## EXERCISE TASK 1
Answer these questions from the passage about Fergal's life:
(a) Who was holding forth about writing and writers as they walked?
(b) On what date did Fergal become a junior reporter on the Leader?
(c) What gave him ballast once his dreams had become reality?
## EXERCISE TASK 2
In the passage about Fergal's life, turn the paragraph beginning "He makes the leaps from boy to man" into a short list that keeps its main facts.
## EXERCISE TASK 3
Proceed with the passage about Fergal's life, picking up right after its final sentence.

## QUOTED TEXT
--*--

Fergal dreamed of Africa and being the kind of hero that changes the world as we all do. He dreamed of writing and with his mum and dad’s connections got started in the reporting business and on the right track for the writing business in general. His Uncle John B Keane was holding forth about writing and writers as they walked. And here is the way it is, ‘If I couldn’t write,’ he said, ‘I’d go stone fucking mad.’

There’s no guarantee of course you won’t go stone fucking mad even if you can write. Fergal’s dad’s pals, politicians, playwrights and poets such as Brendan Behan and Fran O’Brien were professional drinkers and dreamers. His father a greatly loved story teller of some renown, who brought the written word alive, but the drink pulled him under, pulled them under. Fergal is honest enough to declare he too fought on that front, but the war never finished, a waiting game, until the next skirmish.

He makes the leaps from boy to man from Cork to Limerick junior reporter  on the Leader – 17th September 1979— to reporting on Northern Ireland and the Troubles to world stage and lead report for the BBC telling the word about  South Africa before and after Mandela’s release, the genocide in Rwanda and ethnic cleansing in Serbia and Syria. His dreams had become reality with the added glitter of a loving wife and child to give him ballast.

--*--

(Object pointing dataset lines)
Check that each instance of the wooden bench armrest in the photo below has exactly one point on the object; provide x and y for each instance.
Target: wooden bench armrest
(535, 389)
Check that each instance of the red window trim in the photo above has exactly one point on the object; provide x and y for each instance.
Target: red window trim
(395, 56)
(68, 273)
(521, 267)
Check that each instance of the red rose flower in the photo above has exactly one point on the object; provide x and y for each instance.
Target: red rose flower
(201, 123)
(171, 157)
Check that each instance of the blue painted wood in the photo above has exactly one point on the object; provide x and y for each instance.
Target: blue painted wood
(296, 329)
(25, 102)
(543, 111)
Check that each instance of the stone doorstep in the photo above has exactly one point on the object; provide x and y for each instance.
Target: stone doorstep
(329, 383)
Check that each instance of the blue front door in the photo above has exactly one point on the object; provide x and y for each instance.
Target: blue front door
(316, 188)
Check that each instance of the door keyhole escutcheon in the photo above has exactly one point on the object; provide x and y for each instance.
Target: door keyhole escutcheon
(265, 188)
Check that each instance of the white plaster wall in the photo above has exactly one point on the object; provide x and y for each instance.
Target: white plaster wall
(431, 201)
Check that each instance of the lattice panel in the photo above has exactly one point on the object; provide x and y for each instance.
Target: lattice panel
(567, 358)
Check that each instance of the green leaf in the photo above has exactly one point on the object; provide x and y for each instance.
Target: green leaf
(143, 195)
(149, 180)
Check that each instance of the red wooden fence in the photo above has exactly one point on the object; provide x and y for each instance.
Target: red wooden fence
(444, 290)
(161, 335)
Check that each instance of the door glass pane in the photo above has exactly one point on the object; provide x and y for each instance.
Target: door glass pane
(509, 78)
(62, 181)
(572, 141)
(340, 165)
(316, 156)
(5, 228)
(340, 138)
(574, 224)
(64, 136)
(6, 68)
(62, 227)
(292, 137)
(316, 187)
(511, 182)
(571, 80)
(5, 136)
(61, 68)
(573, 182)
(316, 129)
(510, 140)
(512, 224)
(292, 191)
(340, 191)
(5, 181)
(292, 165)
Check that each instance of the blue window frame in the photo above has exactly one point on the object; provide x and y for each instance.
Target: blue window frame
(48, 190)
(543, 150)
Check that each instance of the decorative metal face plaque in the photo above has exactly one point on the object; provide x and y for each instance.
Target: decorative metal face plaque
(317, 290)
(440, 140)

--*--

## TASK ANSWER 1
(a) His Uncle John B Keane.
(b) 17th September 1979.
(c) A loving wife and child.

## TASK ANSWER 2
- Moved from Cork to Limerick and became a junior reporter on the Leader on 17th September 1979.
- Went on to report on Northern Ireland and the Troubles.
- Reached the world stage as a lead reporter for the BBC.
- Covered South Africa before and after Mandela's release, the genocide in Rwanda, and ethnic cleansing in Serbia and Syria.
- Saw his dreams become reality, with a loving wife and child to give him ballast.

## TASK ANSWER 3
Look into the Nietzchean pit long enough and the pit will look back at you. Sectarian violence in Ireland, in South Africa, in Serbia and in Rwanda had a common feature. Hatred of others in their midst no different from the Nazi ideology of hatred of the Jews. The dehumanising effect of ideology no different from which we’re spoon fed today when people cheers when ships carrying immigrants sink in the Mediterranean or border guards beat men to death, or guards separate children from their mothers and put them in cages as they do in Trump’s America.

In Rwanda Keane saw men and women running with children in their arms, pleading to be let into the reporter’s cars to escape their attackers, only to be hacked to death in front of them. Keane admits he’s not a brave man. The car did not stop. He did not step out, his white face a passport to be treated differently, he wanted to live. He left the others behind. The reporter’s job is to report, not intervene, as a mantra.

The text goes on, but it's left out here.